§ **About this exercise**
Return each entry below without any alteration.

(Data shown begins)

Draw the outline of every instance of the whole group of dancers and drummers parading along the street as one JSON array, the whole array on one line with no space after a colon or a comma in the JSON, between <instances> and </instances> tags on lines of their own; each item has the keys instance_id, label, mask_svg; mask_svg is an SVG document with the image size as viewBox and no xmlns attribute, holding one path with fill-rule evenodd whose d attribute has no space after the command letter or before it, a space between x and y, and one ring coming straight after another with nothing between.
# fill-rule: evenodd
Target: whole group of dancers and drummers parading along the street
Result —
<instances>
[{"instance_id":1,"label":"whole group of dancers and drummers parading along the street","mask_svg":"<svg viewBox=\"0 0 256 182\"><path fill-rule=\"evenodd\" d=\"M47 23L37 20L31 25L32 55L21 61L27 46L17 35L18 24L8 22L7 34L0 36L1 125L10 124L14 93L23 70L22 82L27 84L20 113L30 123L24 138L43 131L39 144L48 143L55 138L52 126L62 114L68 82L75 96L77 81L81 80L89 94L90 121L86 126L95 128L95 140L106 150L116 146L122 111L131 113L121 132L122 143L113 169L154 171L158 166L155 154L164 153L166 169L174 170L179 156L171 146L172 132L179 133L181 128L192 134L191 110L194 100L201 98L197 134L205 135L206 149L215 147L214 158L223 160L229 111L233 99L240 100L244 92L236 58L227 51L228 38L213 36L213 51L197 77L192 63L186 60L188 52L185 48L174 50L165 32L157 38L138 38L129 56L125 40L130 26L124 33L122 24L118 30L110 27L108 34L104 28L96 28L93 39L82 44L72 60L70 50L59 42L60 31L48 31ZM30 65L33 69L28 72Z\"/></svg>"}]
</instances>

(Data shown ends)

§ **Finished exercise**
Draw the outline of every instance of the whole group of dancers and drummers parading along the street as one JSON array, the whole array on one line with no space after a colon or a comma in the JSON, between <instances> and </instances> tags on lines of their own; each item has the keys instance_id, label, mask_svg; mask_svg is an SVG document with the image size as viewBox and no xmlns attribute, holding one path with fill-rule evenodd whose d attribute has no space after the command letter or before it, a space between x and y, and one ring coming straight after another with nothing between.
# fill-rule: evenodd
Target: whole group of dancers and drummers parading along the street
Result —
<instances>
[{"instance_id":1,"label":"whole group of dancers and drummers parading along the street","mask_svg":"<svg viewBox=\"0 0 256 182\"><path fill-rule=\"evenodd\" d=\"M47 23L37 20L31 25L32 55L21 61L27 46L17 35L18 24L8 22L7 34L0 36L1 125L10 124L14 93L23 70L22 82L27 84L20 113L30 123L24 138L43 131L39 144L48 143L55 138L52 126L62 114L68 82L75 96L77 81L81 80L89 94L90 121L86 126L95 128L95 140L106 150L116 146L122 111L131 113L121 132L122 143L113 169L154 171L158 166L155 154L164 153L166 169L174 170L179 156L171 146L172 132L179 133L181 128L192 134L191 110L194 100L201 98L197 134L205 135L206 149L215 147L214 158L223 160L229 111L233 99L240 100L244 92L236 58L227 51L228 38L213 36L213 51L197 77L192 63L186 60L188 52L185 48L174 50L165 32L157 38L138 38L129 56L125 40L130 26L124 33L122 24L118 30L110 27L108 34L104 28L96 28L93 39L82 44L72 60L70 50L59 42L60 31L48 31ZM30 65L33 69L28 72Z\"/></svg>"}]
</instances>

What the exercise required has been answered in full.